_Task statement:_
Records appear below. Give all of them again, exactly.

(Natural language region descriptions)
------
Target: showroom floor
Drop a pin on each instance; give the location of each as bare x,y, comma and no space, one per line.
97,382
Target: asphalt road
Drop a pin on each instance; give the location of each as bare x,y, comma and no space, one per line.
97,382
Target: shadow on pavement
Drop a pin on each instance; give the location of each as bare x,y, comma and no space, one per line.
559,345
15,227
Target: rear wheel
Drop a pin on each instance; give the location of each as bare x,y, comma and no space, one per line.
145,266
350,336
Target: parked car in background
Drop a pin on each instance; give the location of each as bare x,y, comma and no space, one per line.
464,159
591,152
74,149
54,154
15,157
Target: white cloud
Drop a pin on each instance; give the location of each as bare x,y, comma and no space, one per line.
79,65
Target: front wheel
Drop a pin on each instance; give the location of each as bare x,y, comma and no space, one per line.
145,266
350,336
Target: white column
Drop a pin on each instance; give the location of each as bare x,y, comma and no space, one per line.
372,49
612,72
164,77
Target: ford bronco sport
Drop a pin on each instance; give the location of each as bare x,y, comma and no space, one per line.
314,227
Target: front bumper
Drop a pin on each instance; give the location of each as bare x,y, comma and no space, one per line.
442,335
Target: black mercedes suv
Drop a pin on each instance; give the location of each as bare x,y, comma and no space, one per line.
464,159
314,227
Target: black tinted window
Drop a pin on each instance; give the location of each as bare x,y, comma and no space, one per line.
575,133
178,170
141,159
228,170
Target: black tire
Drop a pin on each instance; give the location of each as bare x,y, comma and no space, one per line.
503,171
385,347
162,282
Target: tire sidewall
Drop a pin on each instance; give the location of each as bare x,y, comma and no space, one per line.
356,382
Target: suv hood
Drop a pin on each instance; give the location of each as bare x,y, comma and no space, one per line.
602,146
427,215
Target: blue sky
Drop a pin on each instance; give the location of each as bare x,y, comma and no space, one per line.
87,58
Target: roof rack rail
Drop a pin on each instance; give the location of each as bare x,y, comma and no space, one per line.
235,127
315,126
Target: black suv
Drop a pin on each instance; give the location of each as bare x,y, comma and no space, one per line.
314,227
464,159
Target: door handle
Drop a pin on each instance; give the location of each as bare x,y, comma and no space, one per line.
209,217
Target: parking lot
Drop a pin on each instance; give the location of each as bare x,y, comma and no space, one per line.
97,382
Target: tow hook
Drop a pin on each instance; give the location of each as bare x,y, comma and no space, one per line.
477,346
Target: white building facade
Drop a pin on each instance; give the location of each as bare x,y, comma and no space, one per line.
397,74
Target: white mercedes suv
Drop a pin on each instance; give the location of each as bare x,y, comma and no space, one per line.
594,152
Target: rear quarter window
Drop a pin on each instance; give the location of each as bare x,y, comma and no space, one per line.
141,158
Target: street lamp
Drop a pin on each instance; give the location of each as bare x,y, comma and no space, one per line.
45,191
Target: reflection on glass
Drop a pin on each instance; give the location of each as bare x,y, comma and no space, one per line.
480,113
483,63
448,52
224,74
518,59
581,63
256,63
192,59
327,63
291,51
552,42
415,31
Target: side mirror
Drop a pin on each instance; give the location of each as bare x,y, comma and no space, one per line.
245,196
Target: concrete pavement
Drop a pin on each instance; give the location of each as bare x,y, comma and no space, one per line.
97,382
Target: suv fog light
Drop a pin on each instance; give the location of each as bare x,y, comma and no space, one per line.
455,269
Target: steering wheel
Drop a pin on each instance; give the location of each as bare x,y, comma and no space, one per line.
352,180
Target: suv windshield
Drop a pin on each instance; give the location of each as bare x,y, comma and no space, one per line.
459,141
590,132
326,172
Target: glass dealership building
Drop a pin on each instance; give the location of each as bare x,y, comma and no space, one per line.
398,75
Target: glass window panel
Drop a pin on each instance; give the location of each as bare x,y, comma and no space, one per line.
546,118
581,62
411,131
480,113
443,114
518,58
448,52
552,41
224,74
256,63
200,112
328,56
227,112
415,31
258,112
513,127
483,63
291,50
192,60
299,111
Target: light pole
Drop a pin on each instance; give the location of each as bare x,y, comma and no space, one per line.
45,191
------
_Expected output:_
Target: showroom floor
Drop a pin on each instance; give the location of each as bare x,y, comma and no space, one per line.
97,382
Target: asphalt road
Drop a pin on each instance; give the location of each as bare x,y, comma and no space, one per line.
97,382
Target: shadow on pavement
Drop a pin on each instance; give the location of each as bare x,y, comma and no space, one per line.
559,345
15,227
Target: rear wheel
Drop a pin on each instance; give the location of each as bare x,y, comma and no space, one per line.
145,266
350,336
Target: parked car in background
Drop a pin on each instance; give the location of each as bare x,y, comma and no space, one per line.
464,159
591,152
74,149
54,154
15,157
Target: white cloud
Drop a pin on each instance; give the location of each as bare x,y, comma and no space, one per line.
79,65
Target: front wheel
Drop a pin on each instance; give the location of each as bare x,y, comma and no space, one per line.
145,266
350,336
Target: white column
Drop a pin on each instance; give the location of each as bare x,y, comma and no space, one per line.
372,49
612,72
164,77
Target: ford bronco sport
Drop a pin on each instance; give the location of each as bare x,y, comma and no space, one per line.
314,227
Target: front bumper
Drop a pin on each instance; give the location of each as bare x,y, comma and no space, one per line.
442,335
Target: black mercedes suv
Drop a pin on each instance; give the location of each as bare x,y, comma and no space, one per line.
464,159
314,227
Target: black tinted window
Drop a pin on each instance; give the location of each as bare x,y, comma and no space, one per line.
575,133
178,170
141,159
228,170
Target: black tire
Drop a pin on each instance; give the location of each as bare x,y, comma and no space, one per line.
503,171
385,347
162,282
Target: tire sidewall
Drop a pin on each instance; give the location of each as bare x,y, comma and no space, one per line.
356,382
Target: suv hood
Drop a pin on each instance; give the location of each as bare x,y, comma and no space, one per line.
602,146
427,215
Target: blue sky
Drop a pin on each instance; give the location of each as bare x,y, comma and no space, one per line.
87,58
Target: roof rack rail
Drop a pin on each instance; give the location of each as bare x,y, comma and no space, one per line.
235,127
315,126
Target: black suv
Drop a pin on each instance; give the location of each as bare x,y, comma and no space, one per line.
314,227
464,159
Target: door handle
Drop a pin on each instance; give the location of each as bare x,y, comma and no space, one per line.
209,217
Target: parking lot
Drop a pin on each instance; give the location of each as bare x,y, comma and no space, one per line.
97,382
Target: tow hook
Drop a pin on each instance; give the location of each as bare x,y, comma and no space, one per line.
477,346
Target: white building facade
Drop a pin on each instance; give the location of each as bare x,y, comma and no space, one per line.
397,74
Target: white mercedes suv
Drop a pin on each instance; give the location of each as bare x,y, comma and no space, one per line.
594,152
Target: rear quarter window
Drop a pin on each instance; give the location of each as bare x,y, comma and no space, one per line.
141,158
Target: street lamp
Drop a pin on each instance; give the location of each as bare x,y, comma and no space, one per line.
45,191
Target: reflection on glass
Drop a pin on each instance; give the location of each as bare x,y, comma and no space, one per line.
480,113
483,63
448,52
224,74
518,59
581,63
256,63
192,59
327,63
291,51
552,42
415,31
Target: side mirror
Drop a pin on each instance; give the location of each as bare x,y, comma and no space, one per line.
245,196
Target: concrete pavement
Drop a pin on each instance; give the location of each as bare x,y, comma and no space, one per line.
97,382
Target: suv fog light
Drop a pin on each instance; give the location of each as bare x,y, comma and no space, one per line.
455,269
Target: steering wheel
Drop a pin on each instance; give the location of each as bare x,y, comma and no space, one per line.
352,180
Target: suv windshield
Drop a pin on each instance; give the location of each as bare x,y, comma and no space, one per line.
459,141
590,132
326,172
Target: glass dealership building
Drop a pin on each instance; give the location of each as bare x,y, comma and no space, one per line.
398,75
Target: glass window panel
Drop a pin on each instance; give the location of each as bare x,y, comma and no space, one per line.
546,118
581,62
411,131
480,113
443,114
518,58
448,52
552,41
224,74
256,63
200,112
328,56
227,112
415,31
258,112
513,127
483,63
291,50
192,60
299,111
Target: light pole
Drop a pin on each instance; give the location of each as bare x,y, comma and no space, one per line.
45,191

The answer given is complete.